Bacaan yang disediakan.
++++++++
PESANTREN IBARAT RUMAH SAKIT
4 mins read

PESANTREN IBARAT RUMAH SAKIT

Oleh: Abuya Dr. Fawaizul Umam, M.Ag*)

Pesantren itu ibarat rumah sakit. Sebagaimana rumah sakit, pesantren juga memiliki profil kelembagaan yang lengkap. Masing-masing memiliki tujuan yang hendak dicapai, juga visi dan misi sebagai haluan, ada pengurus dan stake holders, juga ada sistem dan aturan-aturan. Keduanya serupa, tapi tak sama.

Di rumah sakit, pimpinan tertinggi lazim disebut direktur utama (dirut), sedangkan pengasuh atau kiai adalah sebutan untuk pimpinan tertinggi di pesantren. Sang dirut membawahi jajaran direksi di rumah sakit sebagaimana sang kiai membawahi jajaran kepengurusan pesantren. Para dokter di rumah sakit tak ubahnya para ustadz atau guru di pesantren. Sementara para pengurus asrama kurang-lebih berperan serupa dengan para perawat di rumah sakit. Dan santri yang tinggal di pesantren laksana para pasien yang menginap opname di rumah sakit.

Para pasien yang memutuskan opname di rumah sakit tentu berharap dapat sembuh dari penyakit yang mereka idap. Melalui para dokter dan perawat, mereka berharap tersembuhkan. Dan sang dirut beserta para direksi, dengan dukungan sistem dan semua aturan yang ada, bertugas memastikan setiap proses penyembuhan berlangsung efektif dan optimal.
++++++++
Entri yang diberikan.
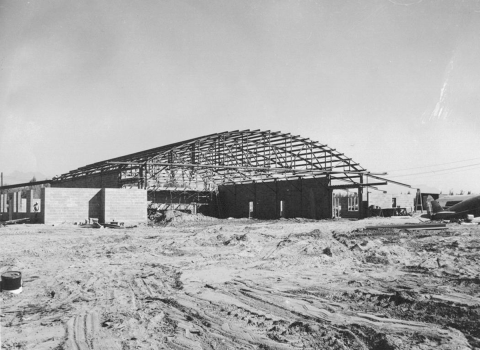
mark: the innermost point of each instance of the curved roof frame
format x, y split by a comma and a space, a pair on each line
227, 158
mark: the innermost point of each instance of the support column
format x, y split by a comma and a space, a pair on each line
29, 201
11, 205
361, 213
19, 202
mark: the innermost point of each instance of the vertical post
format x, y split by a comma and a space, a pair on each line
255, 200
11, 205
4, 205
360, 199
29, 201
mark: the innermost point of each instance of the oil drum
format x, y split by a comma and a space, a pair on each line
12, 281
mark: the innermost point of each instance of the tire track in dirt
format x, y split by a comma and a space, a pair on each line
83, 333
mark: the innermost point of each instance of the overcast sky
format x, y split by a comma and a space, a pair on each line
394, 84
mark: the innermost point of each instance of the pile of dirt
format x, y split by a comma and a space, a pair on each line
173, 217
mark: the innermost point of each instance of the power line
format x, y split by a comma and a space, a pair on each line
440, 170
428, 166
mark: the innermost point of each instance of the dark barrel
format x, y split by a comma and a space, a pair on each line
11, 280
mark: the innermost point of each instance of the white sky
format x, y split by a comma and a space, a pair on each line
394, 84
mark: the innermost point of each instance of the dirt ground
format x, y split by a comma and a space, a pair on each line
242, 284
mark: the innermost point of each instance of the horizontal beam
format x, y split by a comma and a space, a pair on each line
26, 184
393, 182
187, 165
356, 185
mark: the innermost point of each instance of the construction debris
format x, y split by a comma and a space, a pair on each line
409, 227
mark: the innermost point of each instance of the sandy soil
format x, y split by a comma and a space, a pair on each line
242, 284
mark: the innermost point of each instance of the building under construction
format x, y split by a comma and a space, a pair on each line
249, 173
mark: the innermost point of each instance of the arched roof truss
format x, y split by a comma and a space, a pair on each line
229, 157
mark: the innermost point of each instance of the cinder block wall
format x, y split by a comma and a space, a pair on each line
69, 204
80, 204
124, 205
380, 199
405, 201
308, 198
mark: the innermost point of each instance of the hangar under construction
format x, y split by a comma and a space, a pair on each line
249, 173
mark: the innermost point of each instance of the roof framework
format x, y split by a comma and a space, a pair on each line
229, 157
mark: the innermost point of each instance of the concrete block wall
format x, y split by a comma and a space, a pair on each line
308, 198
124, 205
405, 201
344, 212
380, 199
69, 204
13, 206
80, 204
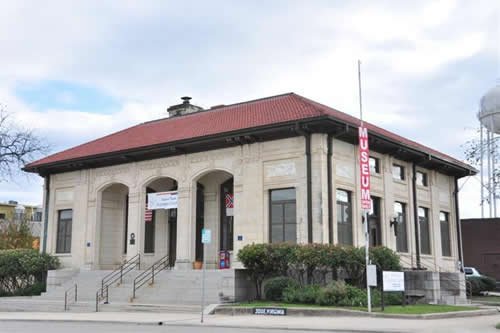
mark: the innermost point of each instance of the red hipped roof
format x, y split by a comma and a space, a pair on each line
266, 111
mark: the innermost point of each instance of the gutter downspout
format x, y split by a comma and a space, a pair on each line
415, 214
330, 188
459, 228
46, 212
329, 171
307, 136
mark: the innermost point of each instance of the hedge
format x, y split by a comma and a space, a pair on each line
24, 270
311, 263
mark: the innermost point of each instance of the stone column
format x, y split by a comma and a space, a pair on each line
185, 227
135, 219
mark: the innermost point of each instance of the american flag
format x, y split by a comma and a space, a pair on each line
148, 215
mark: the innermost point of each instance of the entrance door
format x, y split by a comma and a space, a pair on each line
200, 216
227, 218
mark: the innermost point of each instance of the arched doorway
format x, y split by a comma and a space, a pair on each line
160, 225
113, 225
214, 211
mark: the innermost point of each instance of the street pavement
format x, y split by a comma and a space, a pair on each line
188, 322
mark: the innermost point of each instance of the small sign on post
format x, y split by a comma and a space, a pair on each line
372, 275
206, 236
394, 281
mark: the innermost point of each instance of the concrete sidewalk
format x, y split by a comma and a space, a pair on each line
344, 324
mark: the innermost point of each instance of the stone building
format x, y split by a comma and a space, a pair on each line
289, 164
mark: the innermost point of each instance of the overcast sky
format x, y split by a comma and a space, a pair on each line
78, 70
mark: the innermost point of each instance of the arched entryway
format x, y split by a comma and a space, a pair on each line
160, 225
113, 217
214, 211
++++++++
Perintah. Teruskan tulisan yang mengibaratkan pesantren sebagai rumah sakit, mulai setelah kalimat terakhirnya.

Jawaban.
Demikian juga para santri yang nyantri di pesantren. Mereka juga berharap dengan masuk pesantren dapat sembuh dari “penyakit” yang mereka derita. Kepada para ustadz dan pengurus asrama, mereka berharap terbebas dari semua “penyakit” yang menyerimpung diri. Dan sang kiai beserta para pengurus pesantren, melalui seluruh sistem dan aturan yang ada, berikhtiar mengawal seluruh proses pembebasan santri dari kungkungan “penyakit” itu dapat berlangsung maksimal dan efektif.

Mengapa pengibaratan pesantren layaknya rumah sakit terasa relevan? Karena keduanya sama bertujuan menyembuhkan orang sakit. Aneka penyakit fisik yang diderita pasien menjadi area tugas rumah sakit untuk menyembuhkan. Sementara, tugas profetik pesantren ialah menyembuhkan berbagai sakit nonfisik seperti kebodohan, kemalasan, dan kenakalan yang diidap santri.

Sebagaimana rumah sakit yang bisa berhasil menyembuhkan pasien, pesantren juga bisa demikian terhadap para santri. Ada pasien sakit dibawa ke rumah sakit, dirawat dan diobati, lalu sembuh dan pulang dengan tubuh sehat bugar kembali. Demikian juga santri. Ia diantar ke pesantren karena menderita “sakit” nakal atau bodoh. Di pesantren, ia dididik diajari berbagai ilmu dan dimuliakan akhlaqnya, lalu pulang ke tengah masyarakat sebagai sosok yang alim dan shaleh.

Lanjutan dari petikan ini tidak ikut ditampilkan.